Stored items from a collection

=== Begin Enclosure ===

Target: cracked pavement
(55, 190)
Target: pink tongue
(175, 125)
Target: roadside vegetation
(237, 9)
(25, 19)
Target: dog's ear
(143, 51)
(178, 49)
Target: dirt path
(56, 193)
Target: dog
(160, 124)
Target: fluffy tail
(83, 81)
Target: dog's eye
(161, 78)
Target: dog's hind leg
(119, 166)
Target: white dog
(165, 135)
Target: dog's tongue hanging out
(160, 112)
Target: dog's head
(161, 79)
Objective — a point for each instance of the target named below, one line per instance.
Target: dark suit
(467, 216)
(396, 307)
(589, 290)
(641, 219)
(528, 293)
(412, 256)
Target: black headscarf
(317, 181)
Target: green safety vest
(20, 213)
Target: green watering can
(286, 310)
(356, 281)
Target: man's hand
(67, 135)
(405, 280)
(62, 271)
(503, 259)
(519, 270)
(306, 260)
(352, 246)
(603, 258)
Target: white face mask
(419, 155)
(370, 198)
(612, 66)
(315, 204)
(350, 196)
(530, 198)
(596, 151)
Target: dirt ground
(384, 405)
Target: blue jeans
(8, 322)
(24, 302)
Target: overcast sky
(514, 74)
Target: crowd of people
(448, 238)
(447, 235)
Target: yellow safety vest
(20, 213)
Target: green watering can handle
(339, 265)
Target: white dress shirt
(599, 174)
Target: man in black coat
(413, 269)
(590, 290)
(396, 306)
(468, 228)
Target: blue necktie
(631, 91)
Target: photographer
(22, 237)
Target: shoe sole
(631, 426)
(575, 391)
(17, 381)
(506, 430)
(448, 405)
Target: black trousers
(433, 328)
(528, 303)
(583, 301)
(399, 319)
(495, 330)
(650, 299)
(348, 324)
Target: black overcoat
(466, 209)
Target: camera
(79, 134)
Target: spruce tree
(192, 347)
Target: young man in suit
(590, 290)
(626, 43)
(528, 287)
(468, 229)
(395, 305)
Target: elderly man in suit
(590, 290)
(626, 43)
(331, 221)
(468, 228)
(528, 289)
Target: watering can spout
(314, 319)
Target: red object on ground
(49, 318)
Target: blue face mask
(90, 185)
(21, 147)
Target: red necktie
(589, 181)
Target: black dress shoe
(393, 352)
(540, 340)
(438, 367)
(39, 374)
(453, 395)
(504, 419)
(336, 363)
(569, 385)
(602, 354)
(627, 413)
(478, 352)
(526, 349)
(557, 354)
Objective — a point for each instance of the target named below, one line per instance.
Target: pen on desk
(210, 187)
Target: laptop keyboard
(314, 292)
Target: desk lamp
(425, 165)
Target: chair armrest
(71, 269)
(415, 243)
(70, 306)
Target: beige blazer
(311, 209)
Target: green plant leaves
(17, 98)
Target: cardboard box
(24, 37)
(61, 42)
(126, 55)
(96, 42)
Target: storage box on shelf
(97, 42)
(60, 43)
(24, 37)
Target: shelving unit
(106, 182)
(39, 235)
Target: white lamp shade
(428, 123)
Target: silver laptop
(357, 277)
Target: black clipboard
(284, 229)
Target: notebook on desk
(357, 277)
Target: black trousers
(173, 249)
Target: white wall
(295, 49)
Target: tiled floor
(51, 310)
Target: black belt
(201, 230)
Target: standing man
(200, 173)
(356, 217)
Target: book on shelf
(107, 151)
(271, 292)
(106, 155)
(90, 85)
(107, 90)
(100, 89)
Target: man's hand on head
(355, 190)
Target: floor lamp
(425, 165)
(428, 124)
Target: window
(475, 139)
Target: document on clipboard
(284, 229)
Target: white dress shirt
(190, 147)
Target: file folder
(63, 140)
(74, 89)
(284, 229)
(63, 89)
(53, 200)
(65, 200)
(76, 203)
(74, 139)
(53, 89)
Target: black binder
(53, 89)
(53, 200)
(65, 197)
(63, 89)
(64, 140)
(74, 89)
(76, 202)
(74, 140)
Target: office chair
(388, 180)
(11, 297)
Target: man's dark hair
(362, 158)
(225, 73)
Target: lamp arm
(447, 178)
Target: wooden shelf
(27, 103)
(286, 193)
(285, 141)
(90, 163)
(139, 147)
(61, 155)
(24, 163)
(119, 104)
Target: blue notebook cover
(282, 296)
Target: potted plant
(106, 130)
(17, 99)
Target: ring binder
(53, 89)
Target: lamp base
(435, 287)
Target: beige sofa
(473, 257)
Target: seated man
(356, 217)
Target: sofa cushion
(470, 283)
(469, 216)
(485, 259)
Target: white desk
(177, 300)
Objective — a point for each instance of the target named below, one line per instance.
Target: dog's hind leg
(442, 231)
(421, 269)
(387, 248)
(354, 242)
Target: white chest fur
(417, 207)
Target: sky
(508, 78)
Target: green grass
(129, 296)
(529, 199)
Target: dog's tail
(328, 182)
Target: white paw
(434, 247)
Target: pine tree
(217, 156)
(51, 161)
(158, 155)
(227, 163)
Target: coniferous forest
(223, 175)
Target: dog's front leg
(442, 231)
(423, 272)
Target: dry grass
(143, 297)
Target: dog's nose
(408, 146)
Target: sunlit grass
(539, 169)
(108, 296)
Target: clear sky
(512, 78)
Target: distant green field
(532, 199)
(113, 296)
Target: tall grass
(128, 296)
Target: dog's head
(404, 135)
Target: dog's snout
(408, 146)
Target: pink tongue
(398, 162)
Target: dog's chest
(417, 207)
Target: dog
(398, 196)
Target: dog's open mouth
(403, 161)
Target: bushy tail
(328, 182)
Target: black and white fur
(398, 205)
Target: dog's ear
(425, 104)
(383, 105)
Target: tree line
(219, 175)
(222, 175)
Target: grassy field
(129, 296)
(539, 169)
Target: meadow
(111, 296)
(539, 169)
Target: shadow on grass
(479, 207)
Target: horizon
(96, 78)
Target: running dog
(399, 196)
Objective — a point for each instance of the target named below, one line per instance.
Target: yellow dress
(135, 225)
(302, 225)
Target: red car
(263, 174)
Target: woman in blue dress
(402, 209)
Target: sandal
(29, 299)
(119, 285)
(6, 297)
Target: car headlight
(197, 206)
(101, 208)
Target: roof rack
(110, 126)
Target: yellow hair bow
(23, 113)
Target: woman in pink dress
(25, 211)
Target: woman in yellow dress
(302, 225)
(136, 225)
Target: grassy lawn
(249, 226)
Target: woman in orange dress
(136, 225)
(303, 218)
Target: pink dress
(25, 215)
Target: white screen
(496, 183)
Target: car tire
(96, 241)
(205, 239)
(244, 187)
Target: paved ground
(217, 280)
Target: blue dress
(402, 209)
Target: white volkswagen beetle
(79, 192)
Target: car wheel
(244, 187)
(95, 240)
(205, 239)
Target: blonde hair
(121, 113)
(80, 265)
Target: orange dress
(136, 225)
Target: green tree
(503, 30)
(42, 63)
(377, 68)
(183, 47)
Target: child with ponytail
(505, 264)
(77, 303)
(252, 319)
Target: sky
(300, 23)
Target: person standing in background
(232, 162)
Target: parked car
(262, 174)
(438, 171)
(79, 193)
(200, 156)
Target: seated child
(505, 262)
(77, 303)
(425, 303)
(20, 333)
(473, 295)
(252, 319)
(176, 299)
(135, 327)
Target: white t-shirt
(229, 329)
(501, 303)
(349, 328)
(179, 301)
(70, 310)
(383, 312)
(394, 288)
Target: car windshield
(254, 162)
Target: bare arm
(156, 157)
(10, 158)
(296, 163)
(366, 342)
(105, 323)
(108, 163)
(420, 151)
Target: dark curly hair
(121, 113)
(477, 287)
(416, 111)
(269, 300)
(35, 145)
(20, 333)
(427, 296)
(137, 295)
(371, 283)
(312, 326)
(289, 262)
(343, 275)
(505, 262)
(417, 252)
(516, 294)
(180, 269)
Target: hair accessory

=== End Enclosure ===

Exercise brief: Print each record word for word.

Answer for this exercise:
Target: cracked pavement
(55, 190)
Target: pink tongue
(175, 125)
Target: roadside vegetation
(237, 9)
(25, 19)
Target: dog's ear
(143, 51)
(178, 49)
Target: dirt path
(56, 193)
Target: dog
(160, 124)
Target: fluffy tail
(83, 81)
Target: dog's eye
(161, 78)
Target: dog's hind leg
(119, 166)
Target: white dog
(165, 135)
Target: dog's tongue hanging out
(160, 112)
Target: dog's head
(161, 79)
Objective — a point for each instance of the target named below, one line per instance.
Target: dark suit
(467, 216)
(396, 307)
(589, 290)
(641, 219)
(528, 293)
(412, 256)
Target: black headscarf
(317, 181)
Target: green safety vest
(20, 213)
Target: green watering can
(286, 310)
(356, 281)
Target: man's hand
(67, 135)
(405, 280)
(62, 271)
(503, 259)
(519, 270)
(306, 260)
(352, 246)
(603, 258)
Target: white face mask
(419, 155)
(370, 198)
(612, 66)
(315, 204)
(350, 196)
(530, 198)
(596, 151)
Target: dirt ground
(384, 405)
Target: blue jeans
(8, 322)
(24, 302)
Target: overcast sky
(514, 74)
Target: crowd of people
(448, 238)
(447, 235)
Target: yellow safety vest
(20, 213)
Target: green watering can handle
(339, 265)
Target: white dress shirt
(599, 174)
Target: man in black coat
(413, 269)
(590, 290)
(396, 306)
(468, 228)
Target: blue necktie
(631, 91)
Target: photographer
(22, 237)
Target: shoe sole
(631, 426)
(575, 391)
(17, 381)
(506, 430)
(448, 405)
Target: black trousers
(433, 328)
(528, 303)
(583, 301)
(399, 319)
(495, 330)
(650, 299)
(348, 324)
Target: black overcoat
(466, 209)
Target: camera
(79, 134)
Target: spruce tree
(192, 347)
Target: young man in suit
(590, 290)
(626, 43)
(528, 287)
(468, 229)
(395, 305)
Target: elderly man in suit
(590, 290)
(626, 43)
(331, 221)
(468, 228)
(528, 289)
Target: watering can spout
(314, 319)
Target: red object on ground
(49, 318)
Target: blue face mask
(90, 185)
(21, 147)
Target: red necktie
(589, 181)
Target: black dress shoe
(393, 352)
(540, 340)
(438, 367)
(39, 374)
(453, 395)
(504, 419)
(336, 363)
(569, 385)
(602, 354)
(627, 413)
(478, 352)
(526, 349)
(557, 354)
Objective — a point for each instance of the target named below, one line per instance.
Target: pen on desk
(210, 187)
Target: laptop keyboard
(314, 292)
Target: desk lamp
(425, 165)
Target: chair armrest
(71, 269)
(415, 243)
(70, 306)
Target: beige blazer
(311, 209)
Target: green plant leaves
(17, 98)
Target: cardboard box
(24, 37)
(61, 42)
(126, 55)
(96, 42)
Target: storage box on shelf
(97, 42)
(60, 43)
(24, 37)
Target: shelving unit
(106, 182)
(39, 235)
Target: white lamp shade
(428, 123)
Target: silver laptop
(357, 277)
Target: black clipboard
(284, 229)
Target: notebook on desk
(357, 277)
Target: black trousers
(173, 249)
Target: white wall
(295, 49)
Target: tiled floor
(51, 310)
Target: black belt
(201, 230)
Target: standing man
(200, 173)
(356, 217)
Target: book on shelf
(107, 151)
(271, 292)
(106, 155)
(90, 85)
(107, 90)
(100, 89)
Target: man's hand on head
(355, 190)
Target: floor lamp
(425, 165)
(428, 124)
Target: window
(475, 139)
Target: document on clipboard
(284, 229)
Target: white dress shirt
(190, 147)
Target: file folder
(63, 140)
(74, 89)
(284, 229)
(63, 89)
(53, 200)
(65, 200)
(76, 203)
(74, 139)
(53, 89)
Target: black binder
(53, 89)
(53, 200)
(65, 197)
(63, 89)
(64, 140)
(74, 89)
(76, 202)
(74, 140)
Target: office chair
(388, 180)
(11, 297)
Target: man's dark hair
(362, 158)
(225, 73)
Target: lamp arm
(447, 178)
Target: wooden shelf
(27, 103)
(286, 193)
(285, 141)
(90, 163)
(139, 147)
(61, 155)
(24, 163)
(119, 104)
Target: blue notebook cover
(282, 296)
Target: potted plant
(106, 130)
(17, 99)
Target: ring binder
(53, 89)
Target: lamp base
(435, 287)
Target: beige sofa
(473, 257)
Target: seated man
(356, 217)
Target: sofa cushion
(470, 283)
(469, 216)
(485, 259)
Target: white desk
(177, 300)
Objective — a point for each instance of the target named below, one line per instance.
Target: dog's hind leg
(442, 231)
(421, 269)
(387, 248)
(354, 242)
Target: white chest fur
(417, 207)
Target: sky
(508, 78)
Target: green grass
(129, 296)
(529, 199)
Target: dog's tail
(328, 182)
Target: white paw
(434, 247)
Target: pine tree
(217, 156)
(51, 161)
(158, 155)
(227, 163)
Target: coniferous forest
(223, 175)
Target: dog's front leg
(442, 231)
(423, 272)
Target: dry grass
(143, 297)
Target: dog's nose
(408, 146)
Target: sunlit grass
(539, 169)
(108, 296)
Target: clear sky
(512, 78)
Target: distant green field
(532, 199)
(113, 296)
Target: tall grass
(128, 296)
Target: dog's head
(404, 135)
Target: dog's snout
(408, 146)
Target: pink tongue
(398, 162)
Target: dog's chest
(417, 207)
Target: dog
(398, 196)
Target: dog's open mouth
(403, 161)
Target: bushy tail
(328, 182)
Target: black and white fur
(398, 205)
Target: dog's ear
(425, 104)
(383, 105)
Target: tree line
(219, 175)
(222, 175)
Target: grassy field
(129, 296)
(539, 169)
Target: meadow
(111, 296)
(539, 169)
Target: shadow on grass
(479, 207)
Target: horizon
(96, 78)
Target: running dog
(399, 196)
Objective — a point for each instance of the target named below, one line per instance.
Target: yellow dress
(135, 225)
(302, 225)
Target: red car
(263, 174)
Target: woman in blue dress
(402, 209)
Target: sandal
(29, 299)
(119, 285)
(6, 297)
Target: car headlight
(197, 206)
(101, 208)
Target: roof rack
(110, 126)
Target: yellow hair bow
(23, 113)
Target: woman in pink dress
(25, 211)
Target: woman in yellow dress
(302, 225)
(136, 225)
Target: grassy lawn
(249, 226)
Target: woman in orange dress
(136, 225)
(303, 218)
Target: pink dress
(25, 215)
Target: white screen
(496, 183)
Target: car tire
(96, 241)
(205, 239)
(244, 187)
Target: paved ground
(217, 280)
Target: blue dress
(402, 209)
Target: white volkswagen beetle
(79, 192)
Target: car wheel
(244, 187)
(95, 240)
(205, 239)
Target: blonde hair
(121, 113)
(80, 265)
Target: orange dress
(136, 225)
Target: green tree
(503, 30)
(42, 63)
(377, 68)
(183, 47)
Target: child with ponytail
(505, 264)
(77, 303)
(252, 319)
Target: sky
(300, 23)
Target: person standing in background
(232, 162)
Target: parked car
(262, 174)
(438, 171)
(79, 193)
(200, 156)
Target: seated child
(505, 262)
(77, 303)
(425, 303)
(20, 333)
(473, 295)
(252, 319)
(176, 299)
(135, 327)
Target: white t-shirt
(229, 329)
(501, 303)
(349, 328)
(179, 301)
(70, 310)
(383, 312)
(394, 288)
Target: car windshield
(254, 162)
Target: bare arm
(156, 157)
(10, 158)
(296, 163)
(366, 342)
(105, 323)
(108, 163)
(420, 151)
Target: dark curly hair
(121, 113)
(477, 287)
(416, 111)
(269, 300)
(35, 145)
(20, 333)
(427, 296)
(137, 295)
(371, 283)
(312, 326)
(289, 262)
(343, 275)
(505, 262)
(417, 252)
(516, 294)
(180, 269)
Target: hair accessory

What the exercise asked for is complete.